WRITTEN PROBLEM A: In the passage about testing tightly coupled code, what class was created to throw the Exception when doThis() was called?
WRITTEN PROBLEM B: From the passage about testing tightly coupled code, quote the part that opens with the words containing "I’m finally done" and closes with "the user interface.".
WRITTEN PROBLEM C: Write what comes next in the passage about testing tightly coupled code, picking up after its final sentence.

PASSAGE:
#####
I’m finally done kicking the object resolution can down the road. This wraps up the Essential Design Patterns.

About a dozen years ago, I worked on a tightly knit small team. I wrote some of the best code of my career while on that team. It just wasn’t the team that was tight. Our code was tightly coupled as well. It was modular, but it was still tightly coupled.

Often when we needed to test new behavior, we’d compile the entire product on our desktop machines, copy the executable to a thumb drive, walk it into our QA lab, copy the executable from the thumb drive to a server and then try to observe the new or updated functionality through the user interface.

If the behavior was broad, then we could probably observe it. If the behavior was more subtle, then we probably couldn’t observe it. Edge cases were very difficult to confirm. We’d ship our code and hope for the best. I don’t recall any major issues with what we wrote.

We had CppUnit, which is the C++ version of xUnit. We could write tests in CppUnit, but we didn’t really understand how to structure tests well. I tried writing CppUnit tests several times, but after a few weeks, they would start breaking, because they were brittle. It was several years before I figured out unit testing.

Some of my code was decoupled enough that I could test it on my desktop. I could test the sunny day scenarios, but I was having a real problem testing the rainy-day scenarios. For example, I wanted to confirm that my code handled an Exception correctly, but I couldn’t make the code throw an Exception easily.

I had been using Design Patterns for about 7 years by this point. What was I missing? Here’s an extremely high-level sketch of my basic design. Keep in mind that I want to confirm the expected behavior in ClientApplication when it calls myInterface.doThis() and an Exception is thrown by MyClass. But I couldn’t figure out a way to force MyClass to throw the Exception.

Why am I having this problem? I’m following good Design Pattern Principles:

• I’m programming to an interface, not an implementation.
• I’m encapsulating the implementation, MyClass, from ClientApplication by acquiring it via a Factory.

I figured out a way to force an Exception, but it was nasty:

• I created a new class, MyTestDouble, which threw the Exception when doThis() was called.
• I would change the implementation in MyInterfaceFactory to return an instance of MyTestDouble.
• I would confirm the behavior via a manual test.
• I would change MyInterfaceFactory back to its original implementation to return MyClass.

This worked, but it was painful. A test took a long time to set up and it required a change to the Factory. What if I ever forgot to revert the Factory back to its proper implementation?

Dependency Inversion Principle

What was I doing wrong?
#####
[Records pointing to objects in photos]
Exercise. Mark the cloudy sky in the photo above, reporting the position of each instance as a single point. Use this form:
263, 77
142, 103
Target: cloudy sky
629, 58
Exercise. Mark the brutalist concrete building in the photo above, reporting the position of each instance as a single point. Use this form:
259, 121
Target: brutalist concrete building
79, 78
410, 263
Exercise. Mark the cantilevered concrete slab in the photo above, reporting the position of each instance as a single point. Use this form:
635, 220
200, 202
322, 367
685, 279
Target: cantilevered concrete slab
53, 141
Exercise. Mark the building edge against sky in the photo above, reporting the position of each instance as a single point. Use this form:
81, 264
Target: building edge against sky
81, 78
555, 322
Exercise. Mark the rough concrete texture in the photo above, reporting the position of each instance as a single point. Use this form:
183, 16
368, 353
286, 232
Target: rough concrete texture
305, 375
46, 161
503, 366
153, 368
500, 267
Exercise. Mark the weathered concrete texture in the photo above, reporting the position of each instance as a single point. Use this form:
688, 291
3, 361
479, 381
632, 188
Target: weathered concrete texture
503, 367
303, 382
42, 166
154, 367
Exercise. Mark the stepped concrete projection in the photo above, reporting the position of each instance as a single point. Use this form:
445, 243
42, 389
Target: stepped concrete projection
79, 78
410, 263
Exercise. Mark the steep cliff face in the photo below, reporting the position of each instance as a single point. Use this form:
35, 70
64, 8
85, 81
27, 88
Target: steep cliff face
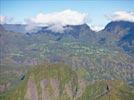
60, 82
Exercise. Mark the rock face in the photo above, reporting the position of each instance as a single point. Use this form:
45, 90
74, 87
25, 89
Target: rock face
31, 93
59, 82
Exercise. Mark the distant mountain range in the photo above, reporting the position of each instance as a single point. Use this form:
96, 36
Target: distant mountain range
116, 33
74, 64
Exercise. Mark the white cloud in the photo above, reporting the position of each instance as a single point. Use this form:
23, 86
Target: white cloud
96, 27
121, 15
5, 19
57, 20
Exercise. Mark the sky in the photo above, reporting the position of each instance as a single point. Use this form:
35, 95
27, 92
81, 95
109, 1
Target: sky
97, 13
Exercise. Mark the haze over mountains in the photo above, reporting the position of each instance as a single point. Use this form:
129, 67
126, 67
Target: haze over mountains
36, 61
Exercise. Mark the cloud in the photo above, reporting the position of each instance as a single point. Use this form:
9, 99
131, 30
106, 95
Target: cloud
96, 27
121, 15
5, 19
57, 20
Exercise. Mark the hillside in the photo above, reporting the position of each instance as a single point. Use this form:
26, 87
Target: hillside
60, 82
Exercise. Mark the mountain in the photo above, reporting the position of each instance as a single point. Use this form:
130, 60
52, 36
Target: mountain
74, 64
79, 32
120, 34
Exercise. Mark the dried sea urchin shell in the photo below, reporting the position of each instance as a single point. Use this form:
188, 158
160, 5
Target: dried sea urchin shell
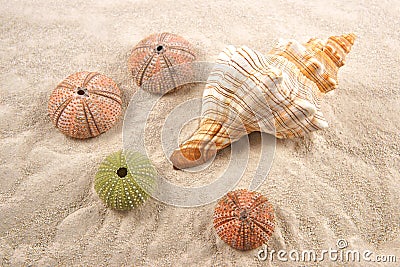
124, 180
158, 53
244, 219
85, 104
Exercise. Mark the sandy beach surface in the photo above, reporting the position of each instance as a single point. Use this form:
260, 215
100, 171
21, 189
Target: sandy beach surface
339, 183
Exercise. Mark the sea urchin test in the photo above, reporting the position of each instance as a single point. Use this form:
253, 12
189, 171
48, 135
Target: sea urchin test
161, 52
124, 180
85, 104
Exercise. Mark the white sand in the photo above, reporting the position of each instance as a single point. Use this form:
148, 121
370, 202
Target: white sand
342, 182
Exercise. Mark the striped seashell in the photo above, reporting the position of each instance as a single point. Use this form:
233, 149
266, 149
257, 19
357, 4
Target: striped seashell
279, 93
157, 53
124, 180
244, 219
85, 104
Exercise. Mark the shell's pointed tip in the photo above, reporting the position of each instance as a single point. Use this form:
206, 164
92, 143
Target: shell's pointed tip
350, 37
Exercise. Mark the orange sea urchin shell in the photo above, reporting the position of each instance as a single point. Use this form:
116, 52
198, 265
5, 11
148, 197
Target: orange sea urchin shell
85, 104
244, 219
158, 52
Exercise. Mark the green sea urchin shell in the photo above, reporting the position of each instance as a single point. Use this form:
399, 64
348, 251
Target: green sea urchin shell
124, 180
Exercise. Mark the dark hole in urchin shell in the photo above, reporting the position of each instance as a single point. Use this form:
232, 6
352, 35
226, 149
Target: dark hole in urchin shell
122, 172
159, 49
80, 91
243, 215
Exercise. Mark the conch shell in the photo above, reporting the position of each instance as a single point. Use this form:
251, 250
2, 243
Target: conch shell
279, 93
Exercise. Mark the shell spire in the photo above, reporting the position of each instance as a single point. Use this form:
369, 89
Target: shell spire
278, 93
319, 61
#####
TASK RESULT A: MyTestDouble

TASK RESULT B:
I’m finally done kicking the object resolution can down the road. This wraps up the Essential Design Patterns.

About a dozen years ago, I worked on a tightly knit small team. I wrote some of the best code of my career while on that team. It just wasn’t the team that was tight. Our code was tightly coupled as well. It was modular, but it was still tightly coupled.

Often when we needed to test new behavior, we’d compile the entire product on our desktop machines, copy the executable to a thumb drive, walk it into our QA lab, copy the executable from the thumb drive to a server and then try to observe the new or updated functionality through the user interface.

TASK RESULT C:
I was violating the Dependency Inversion Principle (DIP), even though I had not heard of it before.

When code instantiates an object directly via new(), it is tightly coupled to that class. If the coupled class does the same, then it’s tightly coupled to its dependencies. This tight coupling can daisy chain through the system to the point that the entire system is tightly coupled from top to bottom. You can see how the arrows show dependency from left to right:

Programming to an interface, not an implementation helps break that dependency. Placing an interface between classes acts as a buffer that inverts the dependency. Notice that the interface implementation points up to the Implementation. It flips the dependency flow as seen above. It inverts the dependency.

The classes only depend upon interfaces. They don’t depend upon each other. They don’t even know about each other.

But this only part of the story. We inverted the dependencies in our project, mostly. I inverted the dependencies in my code, mostly. Yet the code was still coupled. Notice above that there are two potential paths from ClientApplication to MyClass.

One path is across the top and then down. That path is inverted, and not the problem. The second path is down and across the bottom. That one is the problem. Follow the arrows. There’s a dependency chain from ClientApplication to MyInterfaceFactory to MyClass in the object resolution. ClientApplication still depends upon MyClass, but it’s just not quite as obvious. I had not inverted all the dependencies.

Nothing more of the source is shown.